● **WHAT YOU ARE ASKED TO DO**: Each of the records that follow needs an exact reproduction.

● **SUPPLIED INFORMATION**:
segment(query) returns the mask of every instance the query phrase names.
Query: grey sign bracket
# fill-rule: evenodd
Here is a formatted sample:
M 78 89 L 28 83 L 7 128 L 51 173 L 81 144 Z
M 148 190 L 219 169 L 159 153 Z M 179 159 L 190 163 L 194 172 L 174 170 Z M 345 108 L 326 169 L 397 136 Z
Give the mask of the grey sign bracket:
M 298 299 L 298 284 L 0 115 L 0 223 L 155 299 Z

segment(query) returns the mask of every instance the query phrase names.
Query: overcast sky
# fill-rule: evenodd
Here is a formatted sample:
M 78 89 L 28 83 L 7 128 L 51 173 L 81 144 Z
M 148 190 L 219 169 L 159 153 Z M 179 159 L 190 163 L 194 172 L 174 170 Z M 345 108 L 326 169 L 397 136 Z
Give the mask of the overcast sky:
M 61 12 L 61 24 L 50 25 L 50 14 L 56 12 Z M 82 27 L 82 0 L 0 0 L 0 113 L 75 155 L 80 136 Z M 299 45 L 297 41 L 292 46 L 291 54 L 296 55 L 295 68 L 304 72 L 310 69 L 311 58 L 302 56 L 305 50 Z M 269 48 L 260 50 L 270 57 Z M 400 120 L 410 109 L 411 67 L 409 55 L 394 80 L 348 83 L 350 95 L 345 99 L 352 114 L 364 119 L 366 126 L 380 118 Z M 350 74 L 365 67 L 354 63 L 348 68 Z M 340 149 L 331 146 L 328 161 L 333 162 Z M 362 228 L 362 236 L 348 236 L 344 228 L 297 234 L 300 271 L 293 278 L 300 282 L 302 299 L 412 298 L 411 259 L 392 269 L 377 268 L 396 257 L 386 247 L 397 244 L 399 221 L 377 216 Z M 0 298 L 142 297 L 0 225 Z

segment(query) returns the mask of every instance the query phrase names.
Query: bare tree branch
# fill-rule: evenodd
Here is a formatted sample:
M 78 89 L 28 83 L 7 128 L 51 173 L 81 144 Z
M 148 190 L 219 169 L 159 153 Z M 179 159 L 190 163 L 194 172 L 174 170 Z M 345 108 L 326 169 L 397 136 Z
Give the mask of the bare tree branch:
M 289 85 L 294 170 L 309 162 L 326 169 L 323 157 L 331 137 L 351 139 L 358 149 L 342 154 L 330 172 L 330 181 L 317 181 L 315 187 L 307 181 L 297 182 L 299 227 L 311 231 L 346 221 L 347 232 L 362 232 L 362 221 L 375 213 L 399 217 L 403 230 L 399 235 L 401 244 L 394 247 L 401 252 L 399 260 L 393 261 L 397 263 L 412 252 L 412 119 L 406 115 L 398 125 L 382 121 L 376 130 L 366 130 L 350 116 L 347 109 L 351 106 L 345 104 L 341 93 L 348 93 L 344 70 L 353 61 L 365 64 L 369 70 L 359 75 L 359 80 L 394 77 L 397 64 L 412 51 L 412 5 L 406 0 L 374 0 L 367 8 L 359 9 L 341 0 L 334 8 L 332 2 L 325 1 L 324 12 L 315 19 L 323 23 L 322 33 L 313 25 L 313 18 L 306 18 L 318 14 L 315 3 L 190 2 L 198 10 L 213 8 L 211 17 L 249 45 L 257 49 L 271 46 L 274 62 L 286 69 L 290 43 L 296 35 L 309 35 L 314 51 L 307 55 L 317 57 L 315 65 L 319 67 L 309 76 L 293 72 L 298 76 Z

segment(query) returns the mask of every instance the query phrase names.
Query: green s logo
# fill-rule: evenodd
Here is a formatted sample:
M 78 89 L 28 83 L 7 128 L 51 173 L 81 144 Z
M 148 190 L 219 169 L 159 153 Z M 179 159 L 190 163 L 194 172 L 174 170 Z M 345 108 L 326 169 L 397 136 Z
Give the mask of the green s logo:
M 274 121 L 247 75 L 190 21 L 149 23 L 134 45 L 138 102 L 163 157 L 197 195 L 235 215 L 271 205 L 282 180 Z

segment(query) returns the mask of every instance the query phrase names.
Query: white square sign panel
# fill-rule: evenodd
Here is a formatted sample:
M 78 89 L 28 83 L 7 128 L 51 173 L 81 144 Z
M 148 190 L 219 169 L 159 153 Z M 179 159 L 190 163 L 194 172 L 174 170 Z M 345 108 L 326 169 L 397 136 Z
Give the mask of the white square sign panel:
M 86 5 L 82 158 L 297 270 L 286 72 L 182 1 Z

● **ANSWER AREA**:
segment(query) returns the mask of every instance the query phrase names.
Query: grey sign bracket
# fill-rule: evenodd
Here is a formatted sample:
M 78 89 L 28 83 L 7 128 L 51 173 L 81 144 Z
M 148 190 L 219 169 L 159 153 Z M 179 159 L 190 163 L 194 172 L 174 170 Z M 345 108 L 326 169 L 397 136 Z
Give the mask of the grey sign bracket:
M 298 299 L 298 284 L 0 115 L 0 223 L 155 299 Z

segment(query) returns the mask of every instance the query phrase names.
Query: overcast sky
# fill-rule: evenodd
Here is a formatted sample:
M 78 89 L 28 83 L 7 128 L 51 173 L 81 144 Z
M 148 190 L 219 169 L 159 153 Z M 179 159 L 190 163 L 194 172 L 174 170 Z M 345 108 L 326 169 L 397 136 Z
Give the mask of the overcast sky:
M 61 12 L 61 24 L 50 25 L 50 14 L 56 12 Z M 82 27 L 82 0 L 0 0 L 0 113 L 75 155 L 80 136 Z M 299 45 L 297 41 L 292 46 L 291 54 L 296 55 L 295 68 L 304 72 L 310 69 L 311 58 L 302 56 L 305 50 Z M 269 48 L 260 50 L 270 57 Z M 400 120 L 410 109 L 411 67 L 409 55 L 394 80 L 348 83 L 350 95 L 345 99 L 352 114 L 364 119 L 366 126 L 380 118 Z M 350 74 L 365 67 L 354 63 L 348 68 Z M 340 149 L 331 146 L 328 161 L 333 162 Z M 362 228 L 362 236 L 348 236 L 344 228 L 297 234 L 300 271 L 293 278 L 300 282 L 302 299 L 412 298 L 411 259 L 392 269 L 377 268 L 396 257 L 386 247 L 397 244 L 399 221 L 377 216 Z M 0 298 L 142 297 L 0 225 Z

segment(query) returns the mask of every instance the query phrase names.
Query: bare tree branch
# fill-rule: evenodd
Here is a formatted sample:
M 78 89 L 28 83 L 7 128 L 51 173 L 81 144 Z
M 148 190 L 219 169 L 159 153 Z M 179 159 L 190 163 L 194 172 L 174 170 Z M 345 108 L 326 169 L 397 136 Z
Give the mask of the bare tree branch:
M 289 85 L 294 170 L 309 162 L 326 169 L 323 157 L 331 137 L 351 139 L 358 149 L 342 154 L 330 172 L 330 181 L 317 181 L 315 187 L 307 181 L 297 182 L 299 227 L 311 231 L 346 221 L 347 232 L 362 232 L 362 221 L 375 213 L 399 217 L 403 230 L 399 235 L 401 244 L 394 247 L 401 252 L 399 260 L 393 261 L 397 263 L 412 252 L 412 119 L 406 115 L 398 125 L 382 121 L 376 130 L 366 130 L 350 116 L 347 109 L 351 106 L 345 104 L 341 93 L 348 93 L 344 70 L 353 61 L 365 64 L 369 70 L 359 75 L 359 80 L 394 77 L 397 64 L 412 51 L 412 5 L 406 0 L 374 0 L 367 8 L 359 9 L 341 0 L 334 8 L 332 2 L 325 1 L 324 12 L 315 19 L 323 23 L 322 33 L 313 25 L 313 18 L 306 18 L 318 14 L 315 3 L 190 2 L 198 10 L 213 8 L 211 17 L 249 45 L 257 49 L 271 46 L 274 62 L 286 69 L 290 43 L 296 35 L 309 35 L 314 51 L 307 55 L 317 57 L 315 65 L 319 67 L 309 76 L 293 72 L 298 76 Z

segment(query) returns the mask of every instance the query phrase names.
Query: green s logo
# fill-rule: evenodd
Here is a formatted sample:
M 78 89 L 28 83 L 7 128 L 51 173 L 81 144 Z
M 148 190 L 219 169 L 159 153 Z M 179 159 L 190 163 L 194 172 L 174 170 Z M 345 108 L 326 169 L 397 136 Z
Give the mask of the green s logo:
M 274 121 L 247 75 L 190 21 L 149 23 L 134 45 L 138 102 L 163 157 L 197 195 L 235 215 L 271 205 L 282 180 Z

segment(query) returns the mask of every instance the query phrase names.
Query: white square sign panel
# fill-rule: evenodd
Here is a formatted sample:
M 78 89 L 28 83 L 7 128 L 51 173 L 81 144 Z
M 148 190 L 219 169 L 159 153 Z M 179 159 L 190 163 L 194 172 L 174 170 Z M 345 108 L 326 169 L 397 136 Z
Give the mask of the white square sign panel:
M 86 5 L 82 158 L 297 270 L 286 72 L 182 1 Z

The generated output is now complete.